■ Source passage ■
Standing in her den, Gwendolyn Lang looks up at a faded family portrait on the wall. Taken in the late 1970s, it shows Lang and her late husband with five of their six children. “All except one,” she said, adding that the son missing from the photo “never liked being around all the other kids.”

Lang, 80, has lived in this small, beige house in Gardena for 50 years. Now, despite the framed photos still on display, she’s moving out. Half-packed cardboard boxes sit on the floor. Lang was foreclosed on earlier this year because of her participation in a program called Property Assessed Clean Energy , or PACE, which provides LA County homeowners with no-money-down loans for eco-friendly home improvements. Borrowers repay the loans in installments that get rolled into their property taxes.

Critics of the program say lax lending standards have paved the way for predatory contractors to take advantage of elderly homeowners like Lang.

“[Lang] is not the only person who’s lost her home,” said Nisha Kashyap, an attorney with the legal nonprofit Public Counsel. Her organization and the nonprofit Bet Tzedek are suing LA County and two PACE lenders it works with, Renovate America and Renew Financial, for allegedly failing to implement basic consumer protections. “We are aware of folks who’ve been forced to sell, move into a trailer, move out of LA County, move in with family,” Kashyap said.

Lenders for the program say cases like Lang’s are unusual.

“PACE exists to provide access to affordable financing to homeowners who want to make their homes safer, more secure, and more efficient,” said a spokesperson for Ygrene, one of three lenders who provided financing to Lang, in an email. Lang’s situation, the statement said, is “a rare instance of contractor abuse of both the PACE program and a homeowner.”


Gwendolyn Lang standing outside her house. Photo by Anna Scott/KCRW

Dotting the i's

Cities and counties around the country have PACE programs. In California, PACE has funded more than $3 billion in efficiency upgrades in recent years, according to the state treasurer’s office. The way it works in Los Angeles, the county funds the program but contracts with private lenders to handle the financing. The ground-level work of finding participants and signing them up generally falls to home improvement contractors, sometimes going door-to-door. That’s how Lang met Frank Achuff in January of 2016.

At the time, Lang’s only housing expenses were insurance and property taxes, which broke down to about $80 a month. Lang, a retired social worker, receives a little less than $1,000 a month and lives with two of her sons, who both deal with health problems. She says Achuff asked her, “What is it you really need to have done to your house to make it more comfortable and more livable?”

Over the next six months, using PACE loans arranged by Achuff, Lang financed a roof job, heating and cooling upgrades, new windows and new exterior paint, among other renovations -- all designed to save energy. During this time, Lang says, Achuff became a close friend. “He always reminded me, ‘we’re like family,’” she said. “‘I’m gonna do everything I need to help you out.”

However, Lang says, he never fully explained how the financing worked. She says Achuff told her she could make up for her higher taxes partly by referring others to PACE. Instead, she ended up with five loans she couldn’t afford from three different lenders, Renew Financial, Renovate America and Ygrene. Altogether they added up to more than $500,000. Her property taxes ballooned from $1,000 a year to $29,000.

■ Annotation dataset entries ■
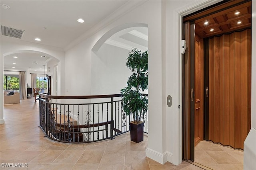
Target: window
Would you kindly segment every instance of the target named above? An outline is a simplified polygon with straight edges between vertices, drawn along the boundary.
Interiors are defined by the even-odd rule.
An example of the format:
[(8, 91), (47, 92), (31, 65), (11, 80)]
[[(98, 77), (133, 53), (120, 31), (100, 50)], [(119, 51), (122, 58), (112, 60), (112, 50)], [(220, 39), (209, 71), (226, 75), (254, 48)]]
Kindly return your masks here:
[[(44, 80), (45, 78), (46, 80)], [(36, 77), (36, 87), (41, 89), (47, 88), (48, 79), (46, 77)]]
[(4, 90), (20, 89), (20, 79), (18, 77), (5, 75), (4, 76)]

■ Problem to solve ■
Pick up the article about Gwendolyn Lang and her PACE loans after its final sentence and continue it.

■ Task answer ■
Lang’s mortgage servicer paid off her PACE liens and then charged her for the cost, so none of the program’s lenders were directly involved in her foreclosure, which happened earlier this year. She and her sons have to be out of their house by the end of September.

In a short phone call, Achuff said, “Nobody was taken advantage of. We dotted all the i’s and crossed all the t’s,” before hanging up.


Gwendolyn Lang outside the front door of her house. Photo by Anna Scott/KCRW

The exception or the rule?  

Part of the idea behind LA’s PACE program was to make it as easy as possible for homeowners to go green, in order to maximize the environmental benefits. In that quest, the county’s program was set up so homeowners could qualify for loans in just a few minutes based on a few criteria. The primary consideration was home equity. Income and expenses were not part of the equation.

“It is a basic tenet of lending that before you give someone a loan, especially a loan secured by their property, you determined that they have an ability to repay that loan,” said Kashyap, the attorney with Public Counsel. Her organization’s lawsuit was filed on behalf of several elderly homeowners who say they were talked into PACE loans they didn’t understand and couldn’t afford. Attorneys in the case are seeking class action status and estimate that there could be thousands more homeowners in similar trouble.

LA County officials won’t comment on pending litigation. The PACE lenders named in the lawsuit point to research showing that the vast majority of PACE borrowers pay back their loans on time with no missed payments. Kashyap says that doesn’t reflect homeowners struggling to make payments or simply giving up their homes, but it’s difficult to quantify how many people might be in that situation.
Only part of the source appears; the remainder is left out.